The full set of entries is to be returned word for word.

§ **Free-text object descriptions**:
* * * * * * * * *

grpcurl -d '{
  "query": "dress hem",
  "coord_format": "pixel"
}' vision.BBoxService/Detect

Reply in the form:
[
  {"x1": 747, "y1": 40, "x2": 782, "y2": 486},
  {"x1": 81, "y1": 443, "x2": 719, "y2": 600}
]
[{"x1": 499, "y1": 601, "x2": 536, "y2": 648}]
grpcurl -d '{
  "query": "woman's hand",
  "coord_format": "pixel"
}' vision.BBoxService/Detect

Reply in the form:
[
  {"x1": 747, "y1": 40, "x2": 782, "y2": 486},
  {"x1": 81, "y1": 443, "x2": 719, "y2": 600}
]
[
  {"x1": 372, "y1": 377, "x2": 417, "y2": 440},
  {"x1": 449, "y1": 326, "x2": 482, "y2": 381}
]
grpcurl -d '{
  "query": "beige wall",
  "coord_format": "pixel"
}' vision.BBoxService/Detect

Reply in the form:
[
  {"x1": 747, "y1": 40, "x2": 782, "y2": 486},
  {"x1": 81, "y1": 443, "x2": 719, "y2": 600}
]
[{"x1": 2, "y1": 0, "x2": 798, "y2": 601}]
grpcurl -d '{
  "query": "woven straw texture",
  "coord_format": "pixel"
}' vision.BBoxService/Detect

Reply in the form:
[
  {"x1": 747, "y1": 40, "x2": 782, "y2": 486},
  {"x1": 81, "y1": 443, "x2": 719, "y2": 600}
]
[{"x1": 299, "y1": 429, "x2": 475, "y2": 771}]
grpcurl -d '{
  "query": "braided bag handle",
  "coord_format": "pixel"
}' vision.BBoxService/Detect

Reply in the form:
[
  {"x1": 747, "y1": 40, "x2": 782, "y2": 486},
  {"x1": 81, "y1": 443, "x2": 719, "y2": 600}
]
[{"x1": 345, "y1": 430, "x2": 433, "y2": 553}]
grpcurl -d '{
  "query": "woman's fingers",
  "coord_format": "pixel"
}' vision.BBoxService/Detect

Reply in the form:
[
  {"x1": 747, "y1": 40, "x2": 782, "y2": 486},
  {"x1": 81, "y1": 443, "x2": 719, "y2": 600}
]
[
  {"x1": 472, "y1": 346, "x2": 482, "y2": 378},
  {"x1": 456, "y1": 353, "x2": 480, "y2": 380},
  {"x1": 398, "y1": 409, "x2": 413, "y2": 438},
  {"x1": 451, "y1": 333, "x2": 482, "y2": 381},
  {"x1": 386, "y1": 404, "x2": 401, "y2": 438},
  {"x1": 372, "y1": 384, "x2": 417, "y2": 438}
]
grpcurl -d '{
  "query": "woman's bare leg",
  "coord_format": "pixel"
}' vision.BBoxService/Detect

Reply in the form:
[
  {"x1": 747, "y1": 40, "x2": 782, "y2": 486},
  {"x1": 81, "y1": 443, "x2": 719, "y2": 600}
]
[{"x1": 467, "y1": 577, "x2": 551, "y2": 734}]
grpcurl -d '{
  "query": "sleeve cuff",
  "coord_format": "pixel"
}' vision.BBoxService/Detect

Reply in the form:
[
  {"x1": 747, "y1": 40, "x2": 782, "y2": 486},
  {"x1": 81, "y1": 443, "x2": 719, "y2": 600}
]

* * * * * * * * *

§ **Answer box**:
grpcurl -d '{
  "query": "dress hem",
  "coord_format": "pixel"
}' vision.BBoxService/Detect

Reply in the form:
[
  {"x1": 747, "y1": 40, "x2": 782, "y2": 486},
  {"x1": 81, "y1": 443, "x2": 719, "y2": 600}
]
[{"x1": 499, "y1": 601, "x2": 536, "y2": 648}]
grpcurl -d '{
  "query": "woman's hand",
  "coord_format": "pixel"
}' vision.BBoxService/Detect

Reply in the form:
[
  {"x1": 747, "y1": 40, "x2": 782, "y2": 486},
  {"x1": 81, "y1": 443, "x2": 719, "y2": 600}
]
[
  {"x1": 372, "y1": 377, "x2": 417, "y2": 440},
  {"x1": 449, "y1": 326, "x2": 482, "y2": 381}
]
grpcurl -d '{
  "query": "beige wall",
  "coord_format": "pixel"
}' vision.BBoxService/Detect

Reply in the form:
[
  {"x1": 747, "y1": 40, "x2": 782, "y2": 486},
  {"x1": 81, "y1": 443, "x2": 719, "y2": 600}
]
[{"x1": 2, "y1": 0, "x2": 798, "y2": 601}]
grpcurl -d '{
  "query": "woven straw texture",
  "coord_format": "pixel"
}' vision.BBoxService/Detect

Reply in the form:
[
  {"x1": 747, "y1": 40, "x2": 782, "y2": 486},
  {"x1": 81, "y1": 443, "x2": 719, "y2": 600}
]
[{"x1": 299, "y1": 429, "x2": 475, "y2": 771}]
grpcurl -d '{
  "query": "braided bag handle",
  "coord_format": "pixel"
}' vision.BBoxService/Detect

Reply in the form:
[
  {"x1": 747, "y1": 40, "x2": 782, "y2": 486},
  {"x1": 81, "y1": 443, "x2": 719, "y2": 600}
]
[{"x1": 345, "y1": 430, "x2": 433, "y2": 553}]
grpcurl -d '{
  "query": "woman's fingers",
  "coord_format": "pixel"
}' vision.BBoxService/Detect

Reply in the form:
[
  {"x1": 747, "y1": 40, "x2": 782, "y2": 486},
  {"x1": 81, "y1": 443, "x2": 719, "y2": 600}
]
[
  {"x1": 472, "y1": 346, "x2": 482, "y2": 378},
  {"x1": 456, "y1": 353, "x2": 480, "y2": 380},
  {"x1": 398, "y1": 409, "x2": 413, "y2": 438},
  {"x1": 451, "y1": 333, "x2": 482, "y2": 381},
  {"x1": 386, "y1": 404, "x2": 401, "y2": 438},
  {"x1": 372, "y1": 384, "x2": 417, "y2": 438}
]
grpcurl -d '{
  "query": "woman's bare leg",
  "coord_format": "pixel"
}' vision.BBoxService/Detect

Reply in the form:
[
  {"x1": 747, "y1": 40, "x2": 782, "y2": 486},
  {"x1": 81, "y1": 443, "x2": 719, "y2": 600}
]
[{"x1": 467, "y1": 577, "x2": 551, "y2": 734}]
grpcurl -d '{
  "query": "sleeve cuff",
  "coord_format": "pixel"
}' vision.BBoxService/Detect

Reply in the form:
[
  {"x1": 747, "y1": 40, "x2": 782, "y2": 486},
  {"x1": 81, "y1": 443, "x2": 719, "y2": 600}
]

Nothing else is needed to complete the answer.